::: MATERIAL PROVIDED

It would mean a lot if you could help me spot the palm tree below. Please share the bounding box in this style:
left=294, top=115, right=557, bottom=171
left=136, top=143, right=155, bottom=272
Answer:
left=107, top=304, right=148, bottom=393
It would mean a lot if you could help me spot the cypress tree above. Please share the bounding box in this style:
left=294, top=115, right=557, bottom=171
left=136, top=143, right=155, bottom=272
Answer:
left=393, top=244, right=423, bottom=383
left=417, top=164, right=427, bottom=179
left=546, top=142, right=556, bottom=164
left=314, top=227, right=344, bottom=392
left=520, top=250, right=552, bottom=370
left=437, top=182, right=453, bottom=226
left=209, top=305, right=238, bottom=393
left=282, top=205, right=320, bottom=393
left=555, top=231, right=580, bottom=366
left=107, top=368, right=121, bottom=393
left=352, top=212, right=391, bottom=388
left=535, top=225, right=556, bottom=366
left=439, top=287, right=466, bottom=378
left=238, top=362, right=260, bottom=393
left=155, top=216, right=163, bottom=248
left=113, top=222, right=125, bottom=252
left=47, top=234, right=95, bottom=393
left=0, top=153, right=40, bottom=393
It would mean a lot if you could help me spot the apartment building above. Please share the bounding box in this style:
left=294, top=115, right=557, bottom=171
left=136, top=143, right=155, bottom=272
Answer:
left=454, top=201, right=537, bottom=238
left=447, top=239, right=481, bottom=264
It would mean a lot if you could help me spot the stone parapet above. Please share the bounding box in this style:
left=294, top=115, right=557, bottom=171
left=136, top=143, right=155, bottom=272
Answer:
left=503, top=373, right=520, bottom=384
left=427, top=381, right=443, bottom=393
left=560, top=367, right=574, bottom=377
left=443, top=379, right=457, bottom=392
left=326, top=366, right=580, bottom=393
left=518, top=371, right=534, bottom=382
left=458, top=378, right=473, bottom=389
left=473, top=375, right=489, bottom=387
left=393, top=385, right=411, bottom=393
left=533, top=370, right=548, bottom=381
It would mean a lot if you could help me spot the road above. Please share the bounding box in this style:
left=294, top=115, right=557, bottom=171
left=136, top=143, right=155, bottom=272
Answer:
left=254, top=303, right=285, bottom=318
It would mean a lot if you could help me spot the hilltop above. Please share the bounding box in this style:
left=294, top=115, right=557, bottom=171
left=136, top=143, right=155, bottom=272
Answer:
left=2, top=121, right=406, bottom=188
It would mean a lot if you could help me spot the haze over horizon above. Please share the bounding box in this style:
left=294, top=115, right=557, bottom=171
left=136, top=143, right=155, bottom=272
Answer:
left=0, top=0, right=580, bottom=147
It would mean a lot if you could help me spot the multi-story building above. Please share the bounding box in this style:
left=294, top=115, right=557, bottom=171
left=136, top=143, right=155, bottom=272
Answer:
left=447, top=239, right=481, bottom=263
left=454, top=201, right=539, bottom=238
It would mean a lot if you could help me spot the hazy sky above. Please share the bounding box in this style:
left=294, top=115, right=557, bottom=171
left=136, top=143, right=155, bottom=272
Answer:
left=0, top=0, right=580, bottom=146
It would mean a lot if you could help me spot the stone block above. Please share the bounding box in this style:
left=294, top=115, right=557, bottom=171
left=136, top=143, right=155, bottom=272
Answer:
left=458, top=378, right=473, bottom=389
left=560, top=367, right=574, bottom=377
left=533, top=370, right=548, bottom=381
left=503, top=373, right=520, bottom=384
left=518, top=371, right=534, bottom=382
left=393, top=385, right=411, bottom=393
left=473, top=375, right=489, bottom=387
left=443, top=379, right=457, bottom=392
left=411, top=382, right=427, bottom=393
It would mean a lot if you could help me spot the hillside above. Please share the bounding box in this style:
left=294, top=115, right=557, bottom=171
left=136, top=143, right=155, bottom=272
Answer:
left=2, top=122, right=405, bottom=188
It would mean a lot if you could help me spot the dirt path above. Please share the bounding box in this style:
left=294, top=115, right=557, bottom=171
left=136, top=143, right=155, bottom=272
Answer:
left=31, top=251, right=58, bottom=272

::::::

JOB = Present every line of the records above as a Markdown table, putting the row number in a column headed "No" and the line itself in a column headed "Line", and skip any blank lines.

TASK SOLUTION =
| No | Line |
|---|---|
| 1 | It would mean a lot if you could help me spot the palm tree below. Please share the bounding box in this style: |
| 2 | left=294, top=115, right=557, bottom=171 |
| 3 | left=136, top=143, right=155, bottom=272 |
| 4 | Answer: |
| 5 | left=107, top=304, right=148, bottom=393 |
| 6 | It would mean a lot if you could help me spot the cypress tree above. Please share the bounding box in this style: |
| 7 | left=294, top=115, right=557, bottom=171 |
| 8 | left=136, top=143, right=155, bottom=272 |
| 9 | Answer: |
| 10 | left=393, top=244, right=423, bottom=383 |
| 11 | left=417, top=164, right=427, bottom=179 |
| 12 | left=546, top=142, right=556, bottom=164 |
| 13 | left=314, top=227, right=344, bottom=392 |
| 14 | left=520, top=250, right=552, bottom=370 |
| 15 | left=437, top=182, right=453, bottom=226 |
| 16 | left=209, top=305, right=238, bottom=393 |
| 17 | left=282, top=205, right=320, bottom=393 |
| 18 | left=555, top=231, right=580, bottom=366 |
| 19 | left=107, top=368, right=121, bottom=393 |
| 20 | left=352, top=212, right=391, bottom=388 |
| 21 | left=535, top=225, right=556, bottom=366 |
| 22 | left=439, top=287, right=466, bottom=378 |
| 23 | left=238, top=362, right=260, bottom=393 |
| 24 | left=155, top=216, right=163, bottom=248 |
| 25 | left=113, top=222, right=125, bottom=252 |
| 26 | left=47, top=234, right=95, bottom=393 |
| 27 | left=0, top=153, right=40, bottom=393 |
| 28 | It would mean a lot if you could help me spot the apartment building above. Please share the bounding box in this style: |
| 29 | left=294, top=115, right=557, bottom=171 |
| 30 | left=136, top=143, right=155, bottom=272 |
| 31 | Answer: |
| 32 | left=454, top=201, right=537, bottom=238 |
| 33 | left=447, top=239, right=481, bottom=264 |
| 34 | It would mean a lot if you could help me spot the stone parapet above. Please share the bounding box in this style: |
| 35 | left=294, top=115, right=557, bottom=171 |
| 36 | left=136, top=143, right=155, bottom=272 |
| 37 | Answer: |
| 38 | left=503, top=373, right=520, bottom=384 |
| 39 | left=427, top=381, right=443, bottom=393 |
| 40 | left=560, top=367, right=574, bottom=377 |
| 41 | left=443, top=379, right=457, bottom=392 |
| 42 | left=326, top=366, right=580, bottom=393 |
| 43 | left=518, top=371, right=534, bottom=382 |
| 44 | left=458, top=378, right=473, bottom=389 |
| 45 | left=473, top=375, right=489, bottom=387 |
| 46 | left=393, top=385, right=411, bottom=393 |
| 47 | left=533, top=370, right=548, bottom=381 |
| 48 | It would mean a lot if you could help me spot the road above. Please share the bounding box in this style: |
| 49 | left=294, top=115, right=557, bottom=171 |
| 50 | left=136, top=143, right=155, bottom=272 |
| 51 | Answer: |
| 52 | left=254, top=303, right=285, bottom=318 |
| 53 | It would mean a lot if you could help me spot the hilltop above. Please share the bounding box in this style: |
| 54 | left=294, top=115, right=557, bottom=171 |
| 55 | left=136, top=143, right=155, bottom=272 |
| 56 | Answer: |
| 57 | left=2, top=121, right=406, bottom=188 |
| 58 | It would mean a lot if you could help me spot the haze over horizon above. Please share the bounding box in this style: |
| 59 | left=294, top=115, right=557, bottom=171 |
| 60 | left=136, top=143, right=155, bottom=272 |
| 61 | Answer: |
| 62 | left=0, top=0, right=580, bottom=147 |
| 63 | It would mean a lot if you could help me spot the multi-story building above. Please share the bounding box in this style: |
| 64 | left=294, top=115, right=557, bottom=171 |
| 65 | left=136, top=143, right=155, bottom=272 |
| 66 | Answer: |
| 67 | left=447, top=239, right=481, bottom=263 |
| 68 | left=454, top=201, right=539, bottom=238 |
| 69 | It would mean a lot if you could help me spot the hazy sky above. Please share the bounding box in this style: |
| 70 | left=294, top=115, right=557, bottom=171 |
| 71 | left=136, top=143, right=155, bottom=272 |
| 72 | Answer: |
| 73 | left=0, top=0, right=580, bottom=146 |
| 74 | It would mean a lot if you could help me spot the stone block above. Please share the bounding box in this style: |
| 75 | left=294, top=115, right=557, bottom=171 |
| 76 | left=136, top=143, right=155, bottom=272 |
| 77 | Answer: |
| 78 | left=458, top=378, right=473, bottom=389 |
| 79 | left=560, top=367, right=574, bottom=377 |
| 80 | left=533, top=370, right=548, bottom=381 |
| 81 | left=503, top=373, right=520, bottom=384 |
| 82 | left=518, top=371, right=534, bottom=382 |
| 83 | left=393, top=385, right=411, bottom=393 |
| 84 | left=473, top=375, right=489, bottom=387 |
| 85 | left=443, top=379, right=457, bottom=392 |
| 86 | left=411, top=382, right=427, bottom=393 |
| 87 | It would mean a lot if you could help me spot the hillside above. Please share the bounding box in this style: |
| 88 | left=294, top=115, right=557, bottom=171 |
| 89 | left=136, top=143, right=155, bottom=272 |
| 90 | Answer: |
| 91 | left=2, top=122, right=405, bottom=188 |
| 92 | It would mean a lot if you could help me spot the dirt path above. Please share the bounding box in this style: |
| 93 | left=294, top=115, right=557, bottom=171 |
| 94 | left=136, top=143, right=155, bottom=272 |
| 95 | Answer: |
| 96 | left=31, top=251, right=58, bottom=272 |